======== 抜粋文 ========
ティファニーの店舗を初めて見たのは、2014年の3月のことだった。大学の入学式のスーツを買うために、母と2人であべのハルカスに行った時のことだった。
「懐かしいわぁ、昔はよくここで買い物したし新人時代に浴衣もここで買ったんよ。まさか娘のスーツを買いにここに来ることになるとは」
と母はニコニコしていた。思い出の場所で娘との思い出を増やすことができるのがよほど嬉しかったのだろう。その日の母は本当に楽しそうだった。
近鉄阿部野橋の改札をぬけて目の前に、あべのハルカス近鉄本店の入り口がある。2階にあたるそこは、ハイブランドやジュエリーのフロアだ。キラキラとしたジュエリーたちをよそに前をゆく母を、私は必死で追った。その時、とある店の看板を視界の端で捉えた。なにかが光った気がする、と。思わず振り返った。
TIFFANY&Co.と書かれた薄いブルーの店舗が後ろにあった。
おそらく目に入ったのは、店舗の入り口の両側にあるディスプレイの銀の枠である。照明が反射がたまたま視界を捉えたのだ。私はこの時まで百貨店に行くことに縁がなく、ティファニーの店舗を見たのはこれが初めてだった。
「え、お母さんあれってティファニー?あれがあのティファニー?」
「何言ってんのほらこっち」
母は早く娘のスーツを見たいのか駆け足気味だった。私は後ろ髪を引かれながらもそのまま笑顔の母について行った。
あの綺麗なディスプレイをもう一度見たいと思ったのをよそにその日の買い物は終了し、別の出口からハルカスを出てそのまま天王寺をあちこち歩いて、近鉄で帰ったので私はその日はティファニーをもう一度眺めることはできなかった。
大学に入学してから何度もあべのハルカスに行ったが、ティファニーの前は初めて見たあの春の日と同じように、素通りするか、ジュエリーが飾られたディスプレイを眺めるだけだった。それで精一杯だった。
ティファニーの店舗にいるお客さんはだいたいカップルであり、女性1人のお客さんでもとにかく美しい人が多く見えた。ある時のディスプレイがあまりにも美しくて、ほぉぉ…と眺める横をハイヒールのふわふわロングヘアの女性が通って行った。その女性が通った後は甘い香りがした。やはり、ティファニーにのような店に入れるのはあのような選ばれた人だ、と思いながらその場を後にした。
……もし、素敵な女性になれたら。もし、結婚することができたら。このお店に入ろうと思う日が来るだろうか。
大学1年の冬、そう思いながらクリスマスジュエリーのディスプレイを穴が開くほど見つめていた。
あれから8年が経った。結婚する気配もなければ素敵な女性になれた気もしないが、私は今日あべのハルカスのティファニーに向かった。残念ながらルートの金額の都合上、JRに乗った。551の蓬莱の匂いがお腹を刺激する天王寺駅の階段を登り、いつもより少し高めのヒールであべのハルカスに向かった。
======== 課題データ ========
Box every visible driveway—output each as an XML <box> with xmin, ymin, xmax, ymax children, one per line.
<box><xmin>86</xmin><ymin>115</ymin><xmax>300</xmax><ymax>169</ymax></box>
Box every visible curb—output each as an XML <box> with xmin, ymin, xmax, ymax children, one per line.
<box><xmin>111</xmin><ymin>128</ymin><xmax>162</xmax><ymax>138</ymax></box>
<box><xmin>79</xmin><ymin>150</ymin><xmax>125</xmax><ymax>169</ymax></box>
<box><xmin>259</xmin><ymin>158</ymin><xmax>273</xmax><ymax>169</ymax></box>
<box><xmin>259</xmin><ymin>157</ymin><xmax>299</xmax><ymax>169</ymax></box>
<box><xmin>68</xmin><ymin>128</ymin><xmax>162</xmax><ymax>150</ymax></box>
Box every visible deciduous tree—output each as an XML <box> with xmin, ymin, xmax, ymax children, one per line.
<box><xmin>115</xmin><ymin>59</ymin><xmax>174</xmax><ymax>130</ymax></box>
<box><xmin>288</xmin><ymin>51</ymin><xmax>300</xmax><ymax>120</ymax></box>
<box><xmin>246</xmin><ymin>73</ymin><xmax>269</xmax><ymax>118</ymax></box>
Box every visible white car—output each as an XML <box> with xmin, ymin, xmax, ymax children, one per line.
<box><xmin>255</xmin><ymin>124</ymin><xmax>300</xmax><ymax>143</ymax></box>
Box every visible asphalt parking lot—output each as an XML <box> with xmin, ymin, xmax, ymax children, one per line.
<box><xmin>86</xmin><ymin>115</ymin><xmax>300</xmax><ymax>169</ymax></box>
========
目的 1:
データの行のうち、「Box every visible white」を含む行から最後の行までを、1行につき1つの文字列にしたJSONリストとして出力してくれますか？空行は入れないでください。
目的 2:
あべのハルカスのティファニーをめぐる文章の続きを、最後の文の後から書いてもらえますか？

想定解答 1:
[
  "Box every visible white car—output each as an XML <box> with xmin, ymin, xmax, ymax children, one per line.",
  "<box><xmin>255</xmin><ymin>124</ymin><xmax>300</xmax><ymax>143</ymax></box>",
  "Box every visible asphalt parking lot—output each as an XML <box> with xmin, ymin, xmax, ymax children, one per line.",
  "<box><xmin>86</xmin><ymin>115</ymin><xmax>300</xmax><ymax>169</ymax></box>"
]

想定解答 2:
きっかけは1週間と2日前のこと。妙に寝付けずベットをゴロゴロしていた私は、Twitterを見ようとスマホを開いた。そして、ぐえっと声が出た。たぶん人が聞いたらカエルを踏み潰したみたいな声と言われたと思う。
スポーツ新聞の記事の早バレがそこに表示されている。
『Snow Man×ティファニー』と見出しに大きく書かれている。メンバーが黒いスーツにはアクセサリーを身につけている写真もある。いやマジかよ、と乾いた笑い声を出しながら私は枕に突っ伏した。瞬時に記憶に蘇ったのは、ドキドキしながら見守ったavexのホームページだ。
2021年の夏。突然Snow Manのavexのホームページのトップの写真が更新された。メンバーが3人ずつ、3日間。そしてメンバーは共通してティファニーのアクセサリーをつけていた。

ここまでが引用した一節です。